Point-per-instance localization data:
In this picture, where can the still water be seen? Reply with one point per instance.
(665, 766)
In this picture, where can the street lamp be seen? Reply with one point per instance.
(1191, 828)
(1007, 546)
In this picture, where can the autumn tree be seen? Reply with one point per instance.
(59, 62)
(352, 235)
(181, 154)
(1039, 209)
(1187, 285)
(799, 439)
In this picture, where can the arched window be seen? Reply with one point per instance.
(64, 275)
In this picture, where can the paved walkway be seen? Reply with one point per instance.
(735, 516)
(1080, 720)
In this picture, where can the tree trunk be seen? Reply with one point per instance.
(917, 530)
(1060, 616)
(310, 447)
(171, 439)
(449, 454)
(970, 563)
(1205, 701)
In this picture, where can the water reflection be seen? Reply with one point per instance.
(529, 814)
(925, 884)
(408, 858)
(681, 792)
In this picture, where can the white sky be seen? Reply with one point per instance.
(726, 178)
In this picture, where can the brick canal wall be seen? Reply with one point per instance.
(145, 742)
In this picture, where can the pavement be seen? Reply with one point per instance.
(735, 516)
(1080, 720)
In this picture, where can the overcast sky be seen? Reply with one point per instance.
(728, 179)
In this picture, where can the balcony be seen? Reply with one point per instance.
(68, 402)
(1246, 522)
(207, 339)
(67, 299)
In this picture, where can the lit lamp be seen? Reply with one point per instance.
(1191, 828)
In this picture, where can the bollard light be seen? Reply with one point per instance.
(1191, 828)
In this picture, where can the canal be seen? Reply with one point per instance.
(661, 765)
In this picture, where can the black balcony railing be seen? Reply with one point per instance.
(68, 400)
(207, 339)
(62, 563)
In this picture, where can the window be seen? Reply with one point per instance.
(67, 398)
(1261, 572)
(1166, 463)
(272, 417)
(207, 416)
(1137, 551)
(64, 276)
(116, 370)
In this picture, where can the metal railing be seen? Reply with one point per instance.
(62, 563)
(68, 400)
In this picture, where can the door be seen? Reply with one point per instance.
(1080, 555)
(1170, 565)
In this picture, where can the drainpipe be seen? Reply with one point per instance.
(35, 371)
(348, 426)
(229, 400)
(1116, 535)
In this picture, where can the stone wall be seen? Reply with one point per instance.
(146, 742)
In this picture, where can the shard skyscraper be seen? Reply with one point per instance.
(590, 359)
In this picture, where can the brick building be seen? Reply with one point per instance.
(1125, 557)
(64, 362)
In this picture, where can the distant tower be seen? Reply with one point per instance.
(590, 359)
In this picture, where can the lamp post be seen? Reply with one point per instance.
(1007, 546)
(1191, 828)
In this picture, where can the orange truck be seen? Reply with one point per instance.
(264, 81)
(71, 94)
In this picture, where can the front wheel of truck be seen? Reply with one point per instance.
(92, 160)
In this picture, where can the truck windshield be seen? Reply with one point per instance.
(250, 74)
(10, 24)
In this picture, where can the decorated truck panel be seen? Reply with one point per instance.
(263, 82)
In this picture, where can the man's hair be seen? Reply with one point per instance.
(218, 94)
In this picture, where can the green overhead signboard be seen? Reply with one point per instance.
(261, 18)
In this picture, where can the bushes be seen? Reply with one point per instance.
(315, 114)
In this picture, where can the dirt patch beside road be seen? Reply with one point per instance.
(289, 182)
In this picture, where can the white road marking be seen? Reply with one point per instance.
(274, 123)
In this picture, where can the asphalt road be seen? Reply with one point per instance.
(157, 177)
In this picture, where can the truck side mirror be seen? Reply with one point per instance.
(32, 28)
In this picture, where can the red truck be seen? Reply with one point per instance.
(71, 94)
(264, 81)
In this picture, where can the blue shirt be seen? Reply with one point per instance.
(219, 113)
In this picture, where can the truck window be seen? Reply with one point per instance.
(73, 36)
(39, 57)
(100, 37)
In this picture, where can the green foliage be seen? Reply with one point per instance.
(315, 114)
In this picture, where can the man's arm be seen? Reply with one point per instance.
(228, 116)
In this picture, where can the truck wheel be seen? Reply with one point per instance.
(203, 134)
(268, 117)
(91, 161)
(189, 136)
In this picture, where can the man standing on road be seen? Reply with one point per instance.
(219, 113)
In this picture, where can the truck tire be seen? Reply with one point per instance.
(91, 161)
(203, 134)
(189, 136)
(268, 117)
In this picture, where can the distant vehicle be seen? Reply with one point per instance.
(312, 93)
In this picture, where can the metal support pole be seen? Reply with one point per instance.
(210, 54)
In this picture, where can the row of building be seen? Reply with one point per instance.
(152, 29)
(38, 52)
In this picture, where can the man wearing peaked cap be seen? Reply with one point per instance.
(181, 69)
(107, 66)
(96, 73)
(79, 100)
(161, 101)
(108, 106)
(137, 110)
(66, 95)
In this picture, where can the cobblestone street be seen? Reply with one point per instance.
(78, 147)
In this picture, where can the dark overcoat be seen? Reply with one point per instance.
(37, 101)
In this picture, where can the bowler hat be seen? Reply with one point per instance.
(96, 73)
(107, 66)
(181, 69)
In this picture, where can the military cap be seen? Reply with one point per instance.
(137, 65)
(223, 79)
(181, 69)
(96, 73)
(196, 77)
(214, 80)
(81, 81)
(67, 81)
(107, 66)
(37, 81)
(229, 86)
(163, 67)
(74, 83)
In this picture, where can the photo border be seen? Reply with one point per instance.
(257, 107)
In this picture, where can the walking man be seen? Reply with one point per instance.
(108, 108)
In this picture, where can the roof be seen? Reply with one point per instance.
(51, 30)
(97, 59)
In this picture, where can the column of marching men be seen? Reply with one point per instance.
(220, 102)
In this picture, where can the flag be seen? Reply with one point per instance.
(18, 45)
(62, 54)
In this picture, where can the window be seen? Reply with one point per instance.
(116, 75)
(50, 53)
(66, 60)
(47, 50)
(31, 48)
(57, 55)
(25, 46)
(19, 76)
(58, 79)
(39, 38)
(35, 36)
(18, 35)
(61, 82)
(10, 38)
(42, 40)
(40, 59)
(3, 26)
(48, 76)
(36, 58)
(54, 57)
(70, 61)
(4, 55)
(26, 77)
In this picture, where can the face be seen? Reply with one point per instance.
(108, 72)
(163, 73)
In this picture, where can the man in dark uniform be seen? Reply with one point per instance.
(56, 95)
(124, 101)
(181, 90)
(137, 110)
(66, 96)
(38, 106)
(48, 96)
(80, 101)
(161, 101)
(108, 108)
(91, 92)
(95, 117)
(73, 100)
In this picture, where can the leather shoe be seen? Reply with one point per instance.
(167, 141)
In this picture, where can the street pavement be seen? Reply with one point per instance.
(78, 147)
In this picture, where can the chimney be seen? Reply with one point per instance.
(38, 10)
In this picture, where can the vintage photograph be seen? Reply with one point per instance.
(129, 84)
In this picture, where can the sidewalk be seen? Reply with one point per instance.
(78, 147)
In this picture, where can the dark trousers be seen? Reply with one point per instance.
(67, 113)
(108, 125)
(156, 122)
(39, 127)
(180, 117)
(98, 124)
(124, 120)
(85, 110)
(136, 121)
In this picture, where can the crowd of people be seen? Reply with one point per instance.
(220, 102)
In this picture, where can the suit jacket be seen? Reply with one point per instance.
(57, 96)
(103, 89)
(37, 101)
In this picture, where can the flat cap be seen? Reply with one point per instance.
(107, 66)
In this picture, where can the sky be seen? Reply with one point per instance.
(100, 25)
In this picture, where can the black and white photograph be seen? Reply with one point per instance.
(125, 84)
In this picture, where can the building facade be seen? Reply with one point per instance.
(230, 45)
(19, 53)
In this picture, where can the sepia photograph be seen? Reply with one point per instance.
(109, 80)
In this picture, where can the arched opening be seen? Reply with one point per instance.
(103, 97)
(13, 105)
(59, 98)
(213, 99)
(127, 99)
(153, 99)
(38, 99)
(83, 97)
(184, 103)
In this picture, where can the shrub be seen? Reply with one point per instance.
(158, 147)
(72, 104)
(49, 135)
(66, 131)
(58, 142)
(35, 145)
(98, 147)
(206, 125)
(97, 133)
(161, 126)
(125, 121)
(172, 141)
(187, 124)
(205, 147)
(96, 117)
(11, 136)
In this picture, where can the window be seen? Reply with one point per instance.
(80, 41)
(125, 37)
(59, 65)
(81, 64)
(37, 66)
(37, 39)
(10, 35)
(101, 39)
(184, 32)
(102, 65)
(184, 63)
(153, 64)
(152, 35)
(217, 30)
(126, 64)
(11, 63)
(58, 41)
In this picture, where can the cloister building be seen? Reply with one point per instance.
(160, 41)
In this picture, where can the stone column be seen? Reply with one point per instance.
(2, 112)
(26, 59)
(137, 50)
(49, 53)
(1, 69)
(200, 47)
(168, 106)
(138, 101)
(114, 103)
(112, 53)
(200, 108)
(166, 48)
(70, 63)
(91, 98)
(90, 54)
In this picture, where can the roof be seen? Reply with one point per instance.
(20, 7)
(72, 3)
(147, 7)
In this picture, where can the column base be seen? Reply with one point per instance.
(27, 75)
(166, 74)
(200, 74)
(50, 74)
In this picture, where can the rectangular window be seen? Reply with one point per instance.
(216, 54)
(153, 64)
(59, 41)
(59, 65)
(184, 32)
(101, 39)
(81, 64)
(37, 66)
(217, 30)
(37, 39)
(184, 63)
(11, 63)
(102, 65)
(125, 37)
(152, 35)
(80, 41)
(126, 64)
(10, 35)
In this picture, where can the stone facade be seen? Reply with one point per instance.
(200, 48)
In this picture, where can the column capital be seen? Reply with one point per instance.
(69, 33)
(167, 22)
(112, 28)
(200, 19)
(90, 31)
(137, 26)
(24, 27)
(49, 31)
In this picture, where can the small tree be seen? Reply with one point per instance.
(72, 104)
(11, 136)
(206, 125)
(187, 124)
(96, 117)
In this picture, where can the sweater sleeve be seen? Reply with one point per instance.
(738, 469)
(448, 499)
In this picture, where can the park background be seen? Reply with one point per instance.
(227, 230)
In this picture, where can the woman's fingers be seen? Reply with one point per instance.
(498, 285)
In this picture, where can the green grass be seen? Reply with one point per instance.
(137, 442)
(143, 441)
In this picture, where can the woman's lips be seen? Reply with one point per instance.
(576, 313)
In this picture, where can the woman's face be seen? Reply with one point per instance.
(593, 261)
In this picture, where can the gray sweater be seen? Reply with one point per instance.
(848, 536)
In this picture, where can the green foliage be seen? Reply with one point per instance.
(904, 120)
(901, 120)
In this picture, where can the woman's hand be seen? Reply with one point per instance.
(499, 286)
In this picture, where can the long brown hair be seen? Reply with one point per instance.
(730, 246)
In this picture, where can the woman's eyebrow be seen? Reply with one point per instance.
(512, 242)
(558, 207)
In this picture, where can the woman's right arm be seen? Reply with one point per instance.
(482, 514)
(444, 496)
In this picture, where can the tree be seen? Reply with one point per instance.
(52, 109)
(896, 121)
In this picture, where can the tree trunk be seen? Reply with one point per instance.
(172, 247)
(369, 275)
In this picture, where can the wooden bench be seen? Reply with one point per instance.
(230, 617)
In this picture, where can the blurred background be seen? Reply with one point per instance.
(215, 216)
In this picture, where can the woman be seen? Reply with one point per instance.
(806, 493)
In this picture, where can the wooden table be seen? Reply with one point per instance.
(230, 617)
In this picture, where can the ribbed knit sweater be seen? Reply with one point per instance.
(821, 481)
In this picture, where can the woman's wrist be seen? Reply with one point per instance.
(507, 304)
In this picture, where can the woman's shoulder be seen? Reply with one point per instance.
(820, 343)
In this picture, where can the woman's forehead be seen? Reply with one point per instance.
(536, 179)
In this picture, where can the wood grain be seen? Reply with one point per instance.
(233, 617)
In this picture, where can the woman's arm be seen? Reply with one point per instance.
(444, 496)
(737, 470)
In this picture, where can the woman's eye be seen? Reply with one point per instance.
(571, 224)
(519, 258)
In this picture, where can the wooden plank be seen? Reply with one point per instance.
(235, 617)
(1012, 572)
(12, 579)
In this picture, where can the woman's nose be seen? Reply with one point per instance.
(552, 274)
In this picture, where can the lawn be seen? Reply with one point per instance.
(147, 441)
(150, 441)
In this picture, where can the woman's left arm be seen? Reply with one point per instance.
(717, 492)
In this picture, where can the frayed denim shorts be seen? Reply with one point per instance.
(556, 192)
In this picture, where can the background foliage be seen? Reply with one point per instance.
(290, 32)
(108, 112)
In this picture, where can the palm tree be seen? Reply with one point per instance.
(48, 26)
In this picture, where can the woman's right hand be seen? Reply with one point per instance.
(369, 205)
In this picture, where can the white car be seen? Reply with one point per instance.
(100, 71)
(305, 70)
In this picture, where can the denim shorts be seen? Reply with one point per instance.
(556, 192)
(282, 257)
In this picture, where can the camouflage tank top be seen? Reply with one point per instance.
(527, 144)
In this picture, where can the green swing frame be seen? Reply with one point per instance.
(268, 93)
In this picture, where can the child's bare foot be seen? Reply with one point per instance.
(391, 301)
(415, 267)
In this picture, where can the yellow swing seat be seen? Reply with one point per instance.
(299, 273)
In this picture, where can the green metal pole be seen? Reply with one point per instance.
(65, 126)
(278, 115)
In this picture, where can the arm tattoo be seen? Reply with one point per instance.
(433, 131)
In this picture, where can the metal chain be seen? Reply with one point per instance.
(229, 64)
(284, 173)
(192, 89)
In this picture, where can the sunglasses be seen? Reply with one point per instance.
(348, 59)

TASK BRIEF: Beginning with the line that contains "In this picture, where can the metal chain" and ending with the last line of the data above, return those lines exactly and nothing else.

OUTPUT OF THE EXERCISE:
In this picture, where can the metal chain be seen? Reply with one point per instance.
(229, 64)
(284, 173)
(192, 89)
In this picture, where can the sunglasses be seen? Reply with one point per instance.
(348, 59)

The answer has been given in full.